:: Brief A ::
Shift every coordinate by -23 in the entries from the line with "Where can you see the elephant foot?" through the end of the entries, and write out only those lines again, keeping the requests.
:: Brief B ::
Continue the forum post about the PyTorch Lightning device mismatch error from the point where it stops.

-- Start of Provided text --

CPU / CUDA:0 RuntimeError - Help please!

ExtinctionEvent · November 17, 2022, 12:16pm

Hi all,
I’m new to PL, but comfortable in Pytorch, and Ive been trying to build a super simple classifier model using PL, to learn the ropes.

My model runs fine on CPU but when I add accelerator="gpu", devices=1 to pl.Trainer() I get the following frustrating Runtime error:

RuntimeError: Expected all tensors to be on the same device, but found at least two devices, cuda:0 and cpu! (when checking argument for argument index in method wrapper__index_select)

The data set is a simple pandas dataframe, loaded from csv, with a bunch of continuous data fields and a categorical field needed for embedding

Heres my code…

# Dataset...

class RaspDataset(Dataset):
    def __init__(self, df):
        self.X = df.values[:,1:-2]
        self.takeoff = df.values[:,-2]
        self.Y = df.values[:, -1]
    
    def __len__(self):
        return self.X.shape[0]
    
    def __getitem__(self, idx):
        y = self.Y[idx]
        return self.X[idx], self.takeoff[idx], y

Heres my NN model…

class RaspModel(pl.LightningModule):
    def __init__(self):
        super().__init__()

-- End of Provided text --
-- Start of Extracted records --

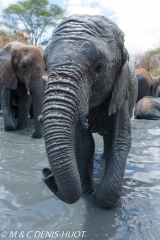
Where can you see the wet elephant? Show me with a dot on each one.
(21, 70)
(148, 108)
(147, 85)
(92, 88)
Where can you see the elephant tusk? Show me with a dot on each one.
(40, 119)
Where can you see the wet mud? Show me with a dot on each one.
(28, 210)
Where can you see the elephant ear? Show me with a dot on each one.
(7, 73)
(120, 88)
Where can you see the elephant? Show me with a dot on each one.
(92, 88)
(44, 83)
(147, 85)
(21, 70)
(147, 108)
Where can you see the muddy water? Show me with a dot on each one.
(28, 210)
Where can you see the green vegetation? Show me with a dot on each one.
(150, 60)
(32, 17)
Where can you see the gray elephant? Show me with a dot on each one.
(147, 85)
(21, 70)
(148, 108)
(92, 88)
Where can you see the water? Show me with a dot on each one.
(28, 210)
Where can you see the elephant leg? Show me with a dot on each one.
(84, 149)
(31, 111)
(116, 149)
(23, 111)
(6, 108)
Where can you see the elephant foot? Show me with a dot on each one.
(10, 127)
(37, 135)
(49, 180)
(21, 126)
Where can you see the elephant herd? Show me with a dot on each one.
(92, 87)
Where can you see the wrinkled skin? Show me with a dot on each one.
(21, 70)
(147, 85)
(92, 88)
(148, 108)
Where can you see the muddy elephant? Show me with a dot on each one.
(147, 85)
(92, 88)
(148, 108)
(21, 70)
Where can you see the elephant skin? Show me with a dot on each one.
(21, 70)
(148, 108)
(92, 88)
(147, 85)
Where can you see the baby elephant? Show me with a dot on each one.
(148, 108)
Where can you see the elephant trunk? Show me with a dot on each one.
(37, 95)
(60, 116)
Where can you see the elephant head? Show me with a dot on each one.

-- End of Extracted records --

:: Written reply A ::
Where can you see the elephant foot? Show me with a dot on each one.
(-13, 104)
(14, 112)
(26, 157)
(-2, 103)
Where can you see the elephant herd? Show me with a dot on each one.
(69, 64)
Where can you see the wrinkled skin? Show me with a dot on each one.
(-2, 47)
(124, 62)
(69, 65)
(125, 85)
Where can you see the muddy elephant? Show me with a dot on each one.
(124, 62)
(69, 65)
(125, 85)
(-2, 47)
Where can you see the elephant skin? Show me with a dot on each one.
(-2, 47)
(125, 85)
(69, 65)
(124, 62)
Where can you see the baby elephant? Show me with a dot on each one.
(125, 85)
Where can you see the elephant trunk? Show me with a dot on each one.
(14, 72)
(37, 93)
Where can you see the elephant head? Show me with a dot on each one.

:: Written reply B ::
        self.takeoff_embedder = nn.Embedding(df.takeoff.nunique()+1, 5)
        self.l1 = nn.Linear(35, 10)
        self.relu1 = nn.ReLU()
        self.l2 = nn.Linear(10,1)
        self.sig1 = nn.Sigmoid()   
    
    def forward(self, x, takeoff):
        takeoff = takeoff.type(LongTensor)
        takeoff = self.takeoff_embedder(takeoff)
        x = cat((takeoff, x),1)
        x = x.type(FloatTensor)
        x = self.l1(x)
        x = self.relu1(x)
        x = self.l2(x)
        return self.sig1(x)

And heres my PL code…

class LitModel(pl.LightningModule):
    def __init__(self, rasp_model, data, weight):
        super().__init__()
        self.rasp_model = rasp_model
        self.loss_fn = nn.BCELoss(reduce=False)
        self.data = data
        self.weight = from_numpy(weight)
    
    def training_step(self, batch, batch_idx):
        x, takeoff, y = batch
        weight_ = self.weight[y.data.view(-1).long()].view_as(y)
        y = y.view(-1, 1)
        y = y.type(FloatTensor)
        x_hat = self.rasp_model(x, takeoff)
        loss = self.loss_fn(x_hat, y)
        loss = loss * weight_
        loss = loss.mean()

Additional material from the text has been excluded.